I know others who earn a very modest W-2 income, but have inherited seven figures from relatives, or sold a business. They make money from interest and dividends, and from real estate income.
I’m jealous of neither group, but who doesn’t dream about the long-lost uncle leaving you a million dollars?
Do You Have Everything You Want, or Everything You Need?
Warren Buffett said it best when asked about the inheritance his children should expect.
Buffett said, “I want to leave them enough money so they feel they could do anything, but not so much that they could do nothing.”
Feeling like you could do anything would be my definition of being rich. There are many passions each of us would like to pursue were earning an income not so important.
If I were independently wealthy I would probably:
- Volunteer more time coaching youth sports
- Get involved with more charitable causes about which I am passionate
- Devote more time to my side hustles (particularly the ones I most enjoy, like writing)

# [Written task 1]
In the text on wealth, what does Warren Buffett say he wants to leave his children?
# [Written task 2]
Using the text on wealth, explain how the writer defines being rich and why being independently wealthy would let the writer pursue the listed activities.

# [Dataset content]
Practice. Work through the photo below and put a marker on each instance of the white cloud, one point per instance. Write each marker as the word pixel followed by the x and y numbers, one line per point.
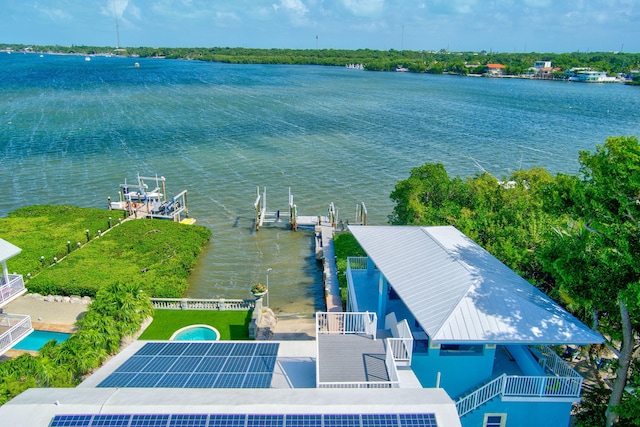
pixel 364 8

# [Expected output 1]
Enough money so they feel they could do anything, but not so much that they could do nothing.

# [Expected output 2]
The writer defines being rich as feeling like you could do anything. Many people have passions they would pursue if earning an income were not so important, so being independently wealthy would free the writer's time for coaching youth sports, charitable causes, and favorite side hustles like writing.